_About this exercise_. If a line in the records below contains the word "every", return that line.

Stored items:
-*-*-
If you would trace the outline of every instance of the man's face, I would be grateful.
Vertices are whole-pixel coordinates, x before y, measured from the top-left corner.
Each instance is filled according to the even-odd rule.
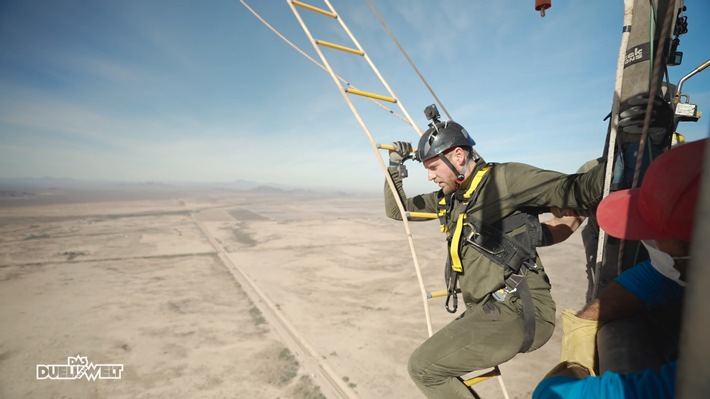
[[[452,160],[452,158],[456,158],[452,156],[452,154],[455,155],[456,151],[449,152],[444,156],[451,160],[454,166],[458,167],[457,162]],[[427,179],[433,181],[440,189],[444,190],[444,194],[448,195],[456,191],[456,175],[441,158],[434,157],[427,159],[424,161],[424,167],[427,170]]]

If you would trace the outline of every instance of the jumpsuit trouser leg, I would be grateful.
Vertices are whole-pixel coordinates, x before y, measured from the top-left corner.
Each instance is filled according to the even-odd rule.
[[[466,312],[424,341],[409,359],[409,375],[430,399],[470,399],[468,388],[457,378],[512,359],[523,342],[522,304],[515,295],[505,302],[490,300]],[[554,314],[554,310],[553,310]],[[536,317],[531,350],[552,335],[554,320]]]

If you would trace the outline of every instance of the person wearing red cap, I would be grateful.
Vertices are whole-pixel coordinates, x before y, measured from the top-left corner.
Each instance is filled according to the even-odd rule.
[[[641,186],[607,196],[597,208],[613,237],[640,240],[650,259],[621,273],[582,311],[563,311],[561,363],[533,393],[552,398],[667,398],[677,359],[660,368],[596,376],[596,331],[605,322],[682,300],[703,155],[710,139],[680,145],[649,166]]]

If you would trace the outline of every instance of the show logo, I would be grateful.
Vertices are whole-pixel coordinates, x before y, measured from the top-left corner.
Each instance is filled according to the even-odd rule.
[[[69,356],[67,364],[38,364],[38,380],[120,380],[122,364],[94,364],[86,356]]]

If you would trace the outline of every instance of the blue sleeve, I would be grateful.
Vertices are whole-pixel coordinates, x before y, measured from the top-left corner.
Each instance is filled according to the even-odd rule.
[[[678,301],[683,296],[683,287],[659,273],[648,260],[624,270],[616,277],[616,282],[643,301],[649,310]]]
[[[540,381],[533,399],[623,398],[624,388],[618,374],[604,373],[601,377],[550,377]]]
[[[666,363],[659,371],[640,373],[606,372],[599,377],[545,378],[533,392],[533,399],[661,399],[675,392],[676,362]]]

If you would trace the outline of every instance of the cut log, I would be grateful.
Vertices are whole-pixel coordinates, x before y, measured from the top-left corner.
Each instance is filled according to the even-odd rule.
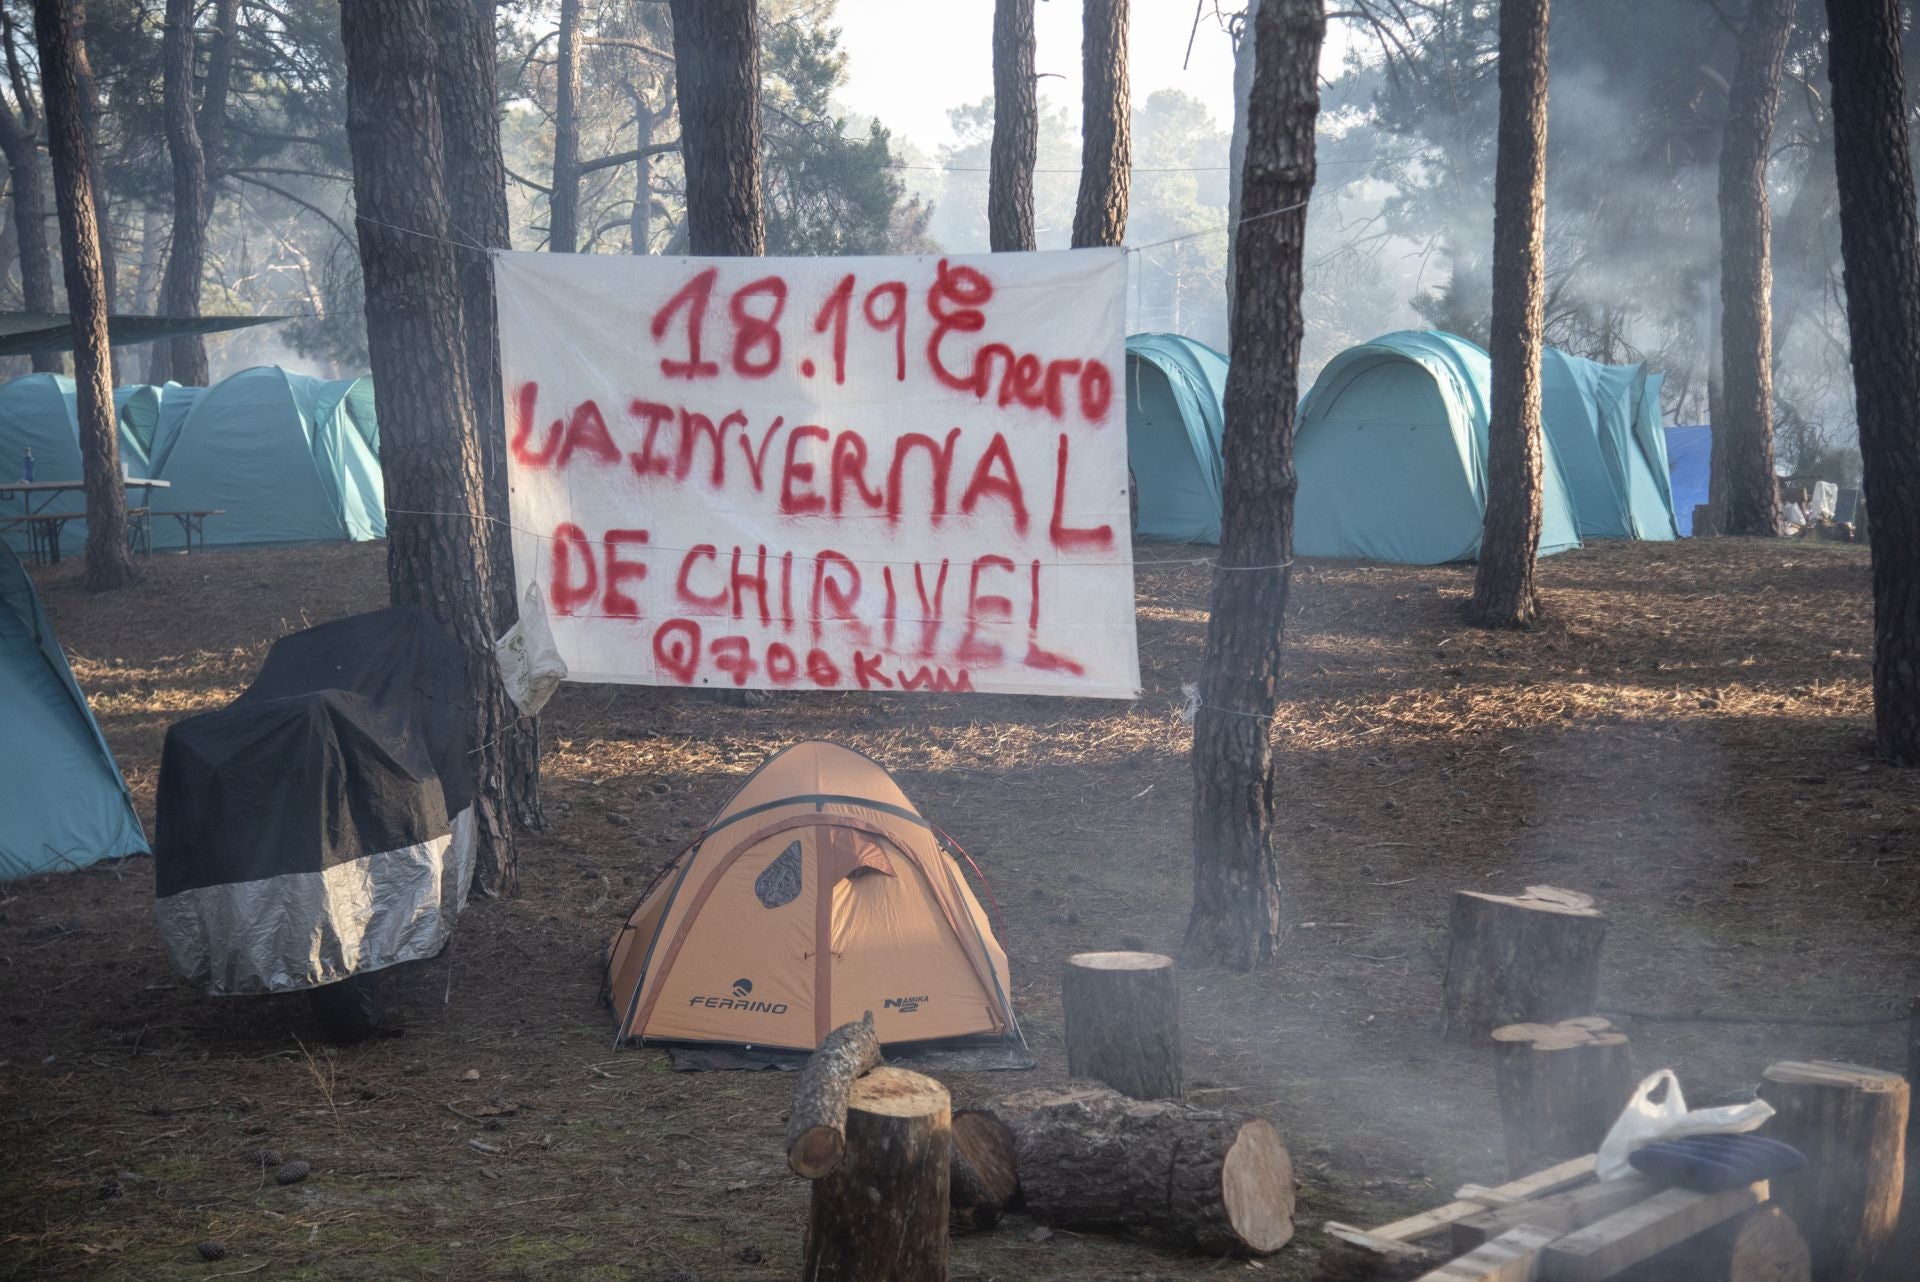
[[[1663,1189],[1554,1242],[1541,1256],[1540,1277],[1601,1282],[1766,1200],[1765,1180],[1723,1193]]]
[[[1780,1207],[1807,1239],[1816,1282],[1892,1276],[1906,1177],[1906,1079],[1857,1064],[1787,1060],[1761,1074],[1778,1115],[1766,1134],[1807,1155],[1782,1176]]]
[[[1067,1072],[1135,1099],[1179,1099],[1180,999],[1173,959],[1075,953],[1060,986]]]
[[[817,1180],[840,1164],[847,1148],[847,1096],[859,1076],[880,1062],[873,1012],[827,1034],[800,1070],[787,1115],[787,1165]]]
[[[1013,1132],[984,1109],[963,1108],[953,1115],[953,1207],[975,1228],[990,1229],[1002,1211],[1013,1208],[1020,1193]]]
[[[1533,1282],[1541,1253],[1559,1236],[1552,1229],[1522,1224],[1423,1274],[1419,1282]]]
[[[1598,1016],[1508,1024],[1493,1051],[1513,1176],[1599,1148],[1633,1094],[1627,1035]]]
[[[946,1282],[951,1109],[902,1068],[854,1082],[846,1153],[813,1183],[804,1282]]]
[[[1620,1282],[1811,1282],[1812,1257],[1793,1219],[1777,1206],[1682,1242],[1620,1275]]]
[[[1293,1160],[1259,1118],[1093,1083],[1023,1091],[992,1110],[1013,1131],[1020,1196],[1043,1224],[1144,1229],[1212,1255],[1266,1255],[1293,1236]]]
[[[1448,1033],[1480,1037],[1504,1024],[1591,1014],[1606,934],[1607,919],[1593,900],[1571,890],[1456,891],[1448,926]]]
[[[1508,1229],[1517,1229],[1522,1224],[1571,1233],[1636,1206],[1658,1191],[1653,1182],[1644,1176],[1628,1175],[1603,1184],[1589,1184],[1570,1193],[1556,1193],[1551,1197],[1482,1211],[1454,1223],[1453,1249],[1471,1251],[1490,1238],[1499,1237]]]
-*-*-
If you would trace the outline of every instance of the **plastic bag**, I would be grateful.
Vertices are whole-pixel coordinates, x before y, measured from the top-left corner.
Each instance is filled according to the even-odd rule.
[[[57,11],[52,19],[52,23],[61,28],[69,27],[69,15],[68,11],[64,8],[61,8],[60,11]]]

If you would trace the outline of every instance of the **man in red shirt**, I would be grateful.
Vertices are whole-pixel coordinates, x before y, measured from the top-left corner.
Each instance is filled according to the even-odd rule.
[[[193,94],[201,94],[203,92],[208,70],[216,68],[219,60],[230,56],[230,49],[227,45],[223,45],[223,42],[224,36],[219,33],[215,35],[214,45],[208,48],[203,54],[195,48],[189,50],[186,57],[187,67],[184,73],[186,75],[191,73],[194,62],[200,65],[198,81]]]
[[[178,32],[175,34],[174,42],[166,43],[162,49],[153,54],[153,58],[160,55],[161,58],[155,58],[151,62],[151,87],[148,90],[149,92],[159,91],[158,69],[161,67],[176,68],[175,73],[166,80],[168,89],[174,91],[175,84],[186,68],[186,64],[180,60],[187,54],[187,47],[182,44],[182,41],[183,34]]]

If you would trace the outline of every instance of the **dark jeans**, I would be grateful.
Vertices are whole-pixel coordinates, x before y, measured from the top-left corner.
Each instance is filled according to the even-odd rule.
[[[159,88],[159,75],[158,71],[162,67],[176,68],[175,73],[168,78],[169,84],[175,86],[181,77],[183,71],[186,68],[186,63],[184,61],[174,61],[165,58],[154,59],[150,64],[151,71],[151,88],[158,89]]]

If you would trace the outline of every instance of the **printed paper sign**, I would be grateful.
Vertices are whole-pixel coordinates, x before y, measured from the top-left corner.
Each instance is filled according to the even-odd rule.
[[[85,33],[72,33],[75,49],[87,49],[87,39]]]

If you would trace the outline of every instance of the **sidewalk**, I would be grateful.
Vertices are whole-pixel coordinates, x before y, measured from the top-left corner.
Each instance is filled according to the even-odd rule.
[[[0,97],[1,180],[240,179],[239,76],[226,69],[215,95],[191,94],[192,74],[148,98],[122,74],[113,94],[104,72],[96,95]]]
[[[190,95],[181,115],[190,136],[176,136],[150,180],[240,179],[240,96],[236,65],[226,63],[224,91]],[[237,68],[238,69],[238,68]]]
-*-*-
_Final answer_.
If you would trace the outline of every instance of the man's face, I would be grateful.
If you would trace the outline of every instance of the jumpsuit trouser leg, I would be grateful.
If you would trace the outline of every instance of the person wearing red cap, I would be grateful.
If you would trace the outline of every instance of the show logo, I would be grateful.
If you would trace the outline of every instance of the blue sleeve, I would be grateful.
If you would trace the outline of every instance of the cut log, I would be grateful.
If you would trace the outline of every instance of the **plastic bag**, I would be grateful.
If you would trace the outline of every instance of the **man in red shirt**, I would be grateful.
If you would trace the outline of every instance of the **dark jeans**, I would be grateful.
If you would trace the outline of every instance of the **printed paper sign**, I would be grateful.
If you would trace the outline of every instance of the **sidewalk**, I would be grateful.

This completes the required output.